BEGIN Records to process
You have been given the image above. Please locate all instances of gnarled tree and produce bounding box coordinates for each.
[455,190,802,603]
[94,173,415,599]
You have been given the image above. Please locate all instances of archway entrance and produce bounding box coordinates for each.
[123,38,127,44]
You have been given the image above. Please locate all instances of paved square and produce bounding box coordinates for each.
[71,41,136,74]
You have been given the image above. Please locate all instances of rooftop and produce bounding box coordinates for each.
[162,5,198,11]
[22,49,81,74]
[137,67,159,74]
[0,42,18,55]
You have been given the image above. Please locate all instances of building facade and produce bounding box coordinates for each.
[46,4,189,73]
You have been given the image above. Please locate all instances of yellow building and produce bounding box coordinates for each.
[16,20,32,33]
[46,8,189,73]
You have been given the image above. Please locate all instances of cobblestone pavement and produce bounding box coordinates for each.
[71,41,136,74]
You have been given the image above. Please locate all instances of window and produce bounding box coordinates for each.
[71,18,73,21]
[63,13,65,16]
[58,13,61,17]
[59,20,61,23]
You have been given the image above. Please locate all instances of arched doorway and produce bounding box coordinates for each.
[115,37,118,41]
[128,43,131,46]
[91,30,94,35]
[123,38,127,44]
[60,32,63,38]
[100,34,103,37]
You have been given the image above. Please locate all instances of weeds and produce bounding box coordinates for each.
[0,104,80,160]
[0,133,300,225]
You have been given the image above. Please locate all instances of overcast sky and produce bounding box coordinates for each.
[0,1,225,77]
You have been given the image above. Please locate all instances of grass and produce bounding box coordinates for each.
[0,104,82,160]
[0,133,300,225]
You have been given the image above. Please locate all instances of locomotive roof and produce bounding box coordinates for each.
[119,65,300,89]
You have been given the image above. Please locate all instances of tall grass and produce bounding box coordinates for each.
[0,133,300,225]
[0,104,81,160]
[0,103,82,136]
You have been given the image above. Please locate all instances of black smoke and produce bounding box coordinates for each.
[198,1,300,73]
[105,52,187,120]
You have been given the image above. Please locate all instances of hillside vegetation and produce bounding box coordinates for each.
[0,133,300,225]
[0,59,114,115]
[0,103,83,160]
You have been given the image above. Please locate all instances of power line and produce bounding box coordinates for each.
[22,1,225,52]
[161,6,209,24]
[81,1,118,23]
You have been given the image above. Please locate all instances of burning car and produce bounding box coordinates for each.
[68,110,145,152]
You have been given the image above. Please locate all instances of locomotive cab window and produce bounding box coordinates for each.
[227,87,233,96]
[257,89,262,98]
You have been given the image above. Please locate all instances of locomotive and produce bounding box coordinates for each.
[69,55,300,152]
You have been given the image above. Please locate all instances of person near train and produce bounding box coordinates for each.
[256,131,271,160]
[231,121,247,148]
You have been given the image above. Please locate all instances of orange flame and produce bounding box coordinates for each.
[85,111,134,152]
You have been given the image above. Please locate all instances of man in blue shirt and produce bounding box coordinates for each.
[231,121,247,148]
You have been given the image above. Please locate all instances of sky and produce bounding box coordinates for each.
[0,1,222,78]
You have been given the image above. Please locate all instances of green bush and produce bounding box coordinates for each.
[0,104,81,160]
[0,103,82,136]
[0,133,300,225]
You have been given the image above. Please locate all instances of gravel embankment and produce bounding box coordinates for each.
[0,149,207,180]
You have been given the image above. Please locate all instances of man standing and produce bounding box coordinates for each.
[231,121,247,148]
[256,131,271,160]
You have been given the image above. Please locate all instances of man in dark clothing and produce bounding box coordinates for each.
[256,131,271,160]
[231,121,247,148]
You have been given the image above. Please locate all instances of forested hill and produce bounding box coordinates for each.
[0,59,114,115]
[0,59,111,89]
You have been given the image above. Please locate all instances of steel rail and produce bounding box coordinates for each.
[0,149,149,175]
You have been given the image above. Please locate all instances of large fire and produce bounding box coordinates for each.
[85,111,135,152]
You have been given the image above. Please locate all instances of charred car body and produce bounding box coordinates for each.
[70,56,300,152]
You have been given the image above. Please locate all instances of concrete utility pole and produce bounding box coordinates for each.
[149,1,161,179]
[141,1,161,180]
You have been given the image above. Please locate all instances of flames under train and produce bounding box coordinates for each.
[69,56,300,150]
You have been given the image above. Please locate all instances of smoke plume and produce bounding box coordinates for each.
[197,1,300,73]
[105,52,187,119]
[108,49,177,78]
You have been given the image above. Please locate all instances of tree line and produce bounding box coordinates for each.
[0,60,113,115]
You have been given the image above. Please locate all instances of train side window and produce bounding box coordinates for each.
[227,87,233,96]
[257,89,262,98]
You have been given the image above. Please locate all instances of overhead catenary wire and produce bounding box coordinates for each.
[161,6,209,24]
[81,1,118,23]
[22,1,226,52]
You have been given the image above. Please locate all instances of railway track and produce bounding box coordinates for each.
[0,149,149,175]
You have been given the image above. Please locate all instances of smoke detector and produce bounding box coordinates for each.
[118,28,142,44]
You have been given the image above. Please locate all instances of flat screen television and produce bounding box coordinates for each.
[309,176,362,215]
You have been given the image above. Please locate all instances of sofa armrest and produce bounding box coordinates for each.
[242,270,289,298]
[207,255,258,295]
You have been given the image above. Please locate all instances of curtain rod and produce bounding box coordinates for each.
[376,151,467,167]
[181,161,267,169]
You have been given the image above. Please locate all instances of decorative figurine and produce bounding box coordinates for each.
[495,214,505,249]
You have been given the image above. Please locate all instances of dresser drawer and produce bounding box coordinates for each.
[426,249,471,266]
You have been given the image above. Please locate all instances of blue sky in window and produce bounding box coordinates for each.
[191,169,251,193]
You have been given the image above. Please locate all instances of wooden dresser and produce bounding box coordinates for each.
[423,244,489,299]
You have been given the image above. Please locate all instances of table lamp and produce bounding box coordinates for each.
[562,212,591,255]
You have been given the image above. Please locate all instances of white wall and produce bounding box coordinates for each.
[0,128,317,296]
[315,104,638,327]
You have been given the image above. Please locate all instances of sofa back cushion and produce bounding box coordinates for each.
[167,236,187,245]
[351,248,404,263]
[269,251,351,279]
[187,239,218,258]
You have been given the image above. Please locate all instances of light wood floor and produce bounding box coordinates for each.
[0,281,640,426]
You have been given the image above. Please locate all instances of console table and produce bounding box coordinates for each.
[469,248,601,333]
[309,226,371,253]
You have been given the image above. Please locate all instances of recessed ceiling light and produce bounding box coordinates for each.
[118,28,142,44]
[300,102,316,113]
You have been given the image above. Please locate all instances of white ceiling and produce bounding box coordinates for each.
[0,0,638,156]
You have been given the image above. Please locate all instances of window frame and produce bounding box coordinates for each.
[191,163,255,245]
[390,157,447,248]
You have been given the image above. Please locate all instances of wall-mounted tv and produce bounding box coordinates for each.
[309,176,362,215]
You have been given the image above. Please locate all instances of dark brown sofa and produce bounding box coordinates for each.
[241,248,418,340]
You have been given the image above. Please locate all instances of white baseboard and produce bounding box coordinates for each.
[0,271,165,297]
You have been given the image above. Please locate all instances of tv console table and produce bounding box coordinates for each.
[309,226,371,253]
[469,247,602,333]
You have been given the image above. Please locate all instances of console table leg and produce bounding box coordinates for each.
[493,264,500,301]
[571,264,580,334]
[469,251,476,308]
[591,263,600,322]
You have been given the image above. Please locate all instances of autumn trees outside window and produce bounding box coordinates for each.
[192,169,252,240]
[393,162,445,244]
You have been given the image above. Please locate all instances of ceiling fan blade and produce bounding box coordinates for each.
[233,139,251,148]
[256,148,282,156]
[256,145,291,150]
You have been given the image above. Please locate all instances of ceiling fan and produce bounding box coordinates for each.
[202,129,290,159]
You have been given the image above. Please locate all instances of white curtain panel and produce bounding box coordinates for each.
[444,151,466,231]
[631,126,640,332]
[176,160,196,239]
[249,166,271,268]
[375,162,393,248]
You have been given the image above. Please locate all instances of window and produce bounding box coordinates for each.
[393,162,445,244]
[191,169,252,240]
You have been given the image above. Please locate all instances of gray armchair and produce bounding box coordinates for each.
END Records to process
● **Your instructions**:
Reproduce the records between the lines holding "hill and produce bounding box coordinates for each." and "[0,60,113,115]", inclusive, substituting "smoke column" for "smoke plume". Leave everything else unchanged and give only those lines.

● **Result of the task**:
You have been given the image above. Please locate all instances of forested hill and produce bounding box coordinates for each.
[0,59,114,115]
[0,59,111,89]
You have been given the image above. Please locate all instances of steel rail and produce bounding box coordinates for each.
[0,149,149,175]
You have been given the image above. Please locate all instances of large fire and produce bounding box coordinates for each.
[85,111,135,152]
You have been given the image above. Please locate all instances of charred car body and produce bounding box coordinates for each.
[70,56,300,152]
You have been given the image above. Please locate all instances of concrete utility pole and produce bounding box coordinates for each.
[149,1,161,179]
[141,1,161,180]
You have been given the image above. Please locate all instances of flames under train and produce bounding box coordinates for each.
[69,56,300,150]
You have been given the image above. Please locate all instances of smoke column and produce bounding box coordinates for each.
[197,1,300,73]
[105,52,187,119]
[108,49,177,78]
You have been given the image above. Please locate all instances of tree line and produce bounding box coordinates for each.
[0,60,113,115]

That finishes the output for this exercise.